*Extracted records*:

□ □ □ □ □

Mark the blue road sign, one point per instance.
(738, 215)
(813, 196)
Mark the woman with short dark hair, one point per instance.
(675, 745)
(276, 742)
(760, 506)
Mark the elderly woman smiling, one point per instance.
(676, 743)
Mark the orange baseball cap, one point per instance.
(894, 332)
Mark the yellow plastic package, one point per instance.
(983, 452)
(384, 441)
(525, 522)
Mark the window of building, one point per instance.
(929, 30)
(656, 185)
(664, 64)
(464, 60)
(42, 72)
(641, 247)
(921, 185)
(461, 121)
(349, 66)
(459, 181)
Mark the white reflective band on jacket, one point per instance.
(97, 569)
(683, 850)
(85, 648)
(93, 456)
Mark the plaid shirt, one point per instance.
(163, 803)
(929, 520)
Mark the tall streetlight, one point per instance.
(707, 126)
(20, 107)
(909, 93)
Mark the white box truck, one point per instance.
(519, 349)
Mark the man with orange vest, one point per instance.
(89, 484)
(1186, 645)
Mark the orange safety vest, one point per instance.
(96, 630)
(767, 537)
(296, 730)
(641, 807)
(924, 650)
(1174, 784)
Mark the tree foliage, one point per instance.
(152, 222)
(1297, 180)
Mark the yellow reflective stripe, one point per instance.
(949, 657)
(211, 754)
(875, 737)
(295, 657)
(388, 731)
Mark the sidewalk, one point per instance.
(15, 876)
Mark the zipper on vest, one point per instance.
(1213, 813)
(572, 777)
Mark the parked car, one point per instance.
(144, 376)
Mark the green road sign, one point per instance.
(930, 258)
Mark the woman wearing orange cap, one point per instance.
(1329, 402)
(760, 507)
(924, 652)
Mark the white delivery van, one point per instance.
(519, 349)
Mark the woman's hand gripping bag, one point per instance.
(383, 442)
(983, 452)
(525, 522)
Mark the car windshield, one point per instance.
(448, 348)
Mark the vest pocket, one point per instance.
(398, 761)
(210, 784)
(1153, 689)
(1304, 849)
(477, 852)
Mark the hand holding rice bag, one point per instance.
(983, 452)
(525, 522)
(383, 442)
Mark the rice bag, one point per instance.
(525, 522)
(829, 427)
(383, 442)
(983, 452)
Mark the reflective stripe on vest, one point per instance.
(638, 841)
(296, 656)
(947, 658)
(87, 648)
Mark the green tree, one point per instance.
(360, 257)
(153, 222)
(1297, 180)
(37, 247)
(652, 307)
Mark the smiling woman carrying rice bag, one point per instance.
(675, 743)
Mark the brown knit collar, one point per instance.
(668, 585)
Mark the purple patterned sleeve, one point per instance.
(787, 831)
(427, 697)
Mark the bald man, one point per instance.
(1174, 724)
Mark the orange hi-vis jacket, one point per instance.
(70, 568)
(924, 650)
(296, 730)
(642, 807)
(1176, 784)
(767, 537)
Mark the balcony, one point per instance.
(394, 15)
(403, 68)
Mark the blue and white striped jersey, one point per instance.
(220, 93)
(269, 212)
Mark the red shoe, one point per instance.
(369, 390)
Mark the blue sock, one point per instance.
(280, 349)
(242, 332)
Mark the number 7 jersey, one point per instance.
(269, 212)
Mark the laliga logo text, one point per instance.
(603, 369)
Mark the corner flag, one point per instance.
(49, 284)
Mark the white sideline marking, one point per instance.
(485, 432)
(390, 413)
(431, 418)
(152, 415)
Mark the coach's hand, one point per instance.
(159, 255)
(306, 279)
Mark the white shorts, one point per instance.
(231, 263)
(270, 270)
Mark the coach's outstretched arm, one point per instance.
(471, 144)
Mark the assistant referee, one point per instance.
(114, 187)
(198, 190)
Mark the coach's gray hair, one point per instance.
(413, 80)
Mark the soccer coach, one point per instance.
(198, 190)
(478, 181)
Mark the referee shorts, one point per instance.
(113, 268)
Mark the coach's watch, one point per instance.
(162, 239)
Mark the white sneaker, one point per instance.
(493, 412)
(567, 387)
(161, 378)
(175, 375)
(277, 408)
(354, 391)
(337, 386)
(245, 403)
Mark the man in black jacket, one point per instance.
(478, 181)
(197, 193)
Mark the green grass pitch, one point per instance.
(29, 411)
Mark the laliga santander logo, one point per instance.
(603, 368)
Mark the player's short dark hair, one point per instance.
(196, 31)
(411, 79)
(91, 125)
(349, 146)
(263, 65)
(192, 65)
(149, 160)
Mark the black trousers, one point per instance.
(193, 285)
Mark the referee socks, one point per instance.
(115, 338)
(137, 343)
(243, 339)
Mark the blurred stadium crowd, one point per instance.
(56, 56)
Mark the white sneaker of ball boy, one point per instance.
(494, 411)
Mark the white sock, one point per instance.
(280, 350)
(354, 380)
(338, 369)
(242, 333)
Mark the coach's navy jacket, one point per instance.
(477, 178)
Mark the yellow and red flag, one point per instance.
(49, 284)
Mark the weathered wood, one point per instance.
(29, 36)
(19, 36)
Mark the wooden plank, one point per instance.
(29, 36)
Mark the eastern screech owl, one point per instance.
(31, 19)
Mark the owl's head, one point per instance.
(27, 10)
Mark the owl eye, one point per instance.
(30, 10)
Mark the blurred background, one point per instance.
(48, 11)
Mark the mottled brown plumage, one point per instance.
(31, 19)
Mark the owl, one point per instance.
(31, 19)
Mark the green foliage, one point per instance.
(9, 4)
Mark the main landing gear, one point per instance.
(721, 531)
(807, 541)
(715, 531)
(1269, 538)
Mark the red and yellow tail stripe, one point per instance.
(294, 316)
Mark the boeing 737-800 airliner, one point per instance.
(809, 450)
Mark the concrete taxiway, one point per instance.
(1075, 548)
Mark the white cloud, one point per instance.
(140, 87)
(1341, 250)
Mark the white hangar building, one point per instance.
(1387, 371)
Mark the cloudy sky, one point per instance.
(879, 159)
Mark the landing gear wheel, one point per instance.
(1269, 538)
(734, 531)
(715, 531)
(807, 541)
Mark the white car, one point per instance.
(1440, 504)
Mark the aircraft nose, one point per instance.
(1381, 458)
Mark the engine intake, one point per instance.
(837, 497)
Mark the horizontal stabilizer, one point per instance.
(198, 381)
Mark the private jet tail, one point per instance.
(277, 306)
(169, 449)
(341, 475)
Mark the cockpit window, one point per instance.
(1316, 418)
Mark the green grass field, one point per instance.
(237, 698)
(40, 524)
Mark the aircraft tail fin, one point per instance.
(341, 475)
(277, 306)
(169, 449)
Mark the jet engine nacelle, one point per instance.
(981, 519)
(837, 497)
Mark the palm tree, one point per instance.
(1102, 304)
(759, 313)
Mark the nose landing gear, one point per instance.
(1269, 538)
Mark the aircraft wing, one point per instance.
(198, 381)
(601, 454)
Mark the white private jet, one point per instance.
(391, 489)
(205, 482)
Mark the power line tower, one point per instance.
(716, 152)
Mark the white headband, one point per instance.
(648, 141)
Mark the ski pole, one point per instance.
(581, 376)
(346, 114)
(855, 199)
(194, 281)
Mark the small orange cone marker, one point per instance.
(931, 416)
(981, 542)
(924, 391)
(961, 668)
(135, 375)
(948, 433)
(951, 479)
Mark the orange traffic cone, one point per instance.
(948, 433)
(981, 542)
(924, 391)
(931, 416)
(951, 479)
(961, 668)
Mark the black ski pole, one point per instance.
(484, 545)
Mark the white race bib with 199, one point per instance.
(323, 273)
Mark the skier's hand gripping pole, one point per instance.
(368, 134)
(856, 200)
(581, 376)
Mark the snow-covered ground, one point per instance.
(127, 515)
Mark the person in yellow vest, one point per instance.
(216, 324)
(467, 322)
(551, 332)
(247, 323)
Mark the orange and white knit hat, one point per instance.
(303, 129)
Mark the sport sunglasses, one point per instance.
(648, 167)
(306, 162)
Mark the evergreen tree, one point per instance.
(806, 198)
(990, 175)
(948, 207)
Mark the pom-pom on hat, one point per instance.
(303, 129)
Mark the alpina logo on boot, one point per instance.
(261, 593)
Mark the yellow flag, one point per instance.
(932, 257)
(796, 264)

□ □ □ □ □

*Written instruction*:
Only the lines from the one that contains "Mark the white private" to the end of the data should be output, exactly as they appear.

*Written answer*:
Mark the white private jet, one point per instance.
(391, 489)
(205, 482)
Mark the power line tower, one point per instance.
(716, 152)
Mark the white headband, one point per instance.
(648, 141)
Mark the ski pole, one point per instance.
(581, 376)
(346, 114)
(855, 199)
(194, 281)
Mark the small orange cone marker, one point per instance.
(931, 416)
(981, 542)
(924, 391)
(961, 668)
(135, 375)
(948, 433)
(951, 479)
Mark the orange traffic cone, one point per instance.
(948, 433)
(981, 542)
(924, 391)
(931, 416)
(951, 479)
(961, 668)
Mark the black ski pole, one point per instance.
(484, 545)
Mark the white race bib with 199, one point per instance.
(323, 273)
Mark the skier's hand gripping pole, one point per instance.
(368, 134)
(856, 200)
(581, 376)
Mark the snow-covered ground, one point per instance.
(127, 515)
Mark the person in yellow vest, one point per instance.
(216, 324)
(467, 322)
(551, 332)
(247, 323)
Mark the orange and white knit hat, one point per instance.
(303, 129)
Mark the sport sunglasses, one point per instance.
(648, 167)
(306, 162)
Mark the evergreen tree, one point per instance.
(806, 198)
(990, 175)
(948, 207)
Mark the pom-pom on hat, one point per instance.
(303, 129)
Mark the alpina logo on boot, one point per instance.
(261, 593)
Mark the yellow flag, one point per instance.
(932, 257)
(796, 264)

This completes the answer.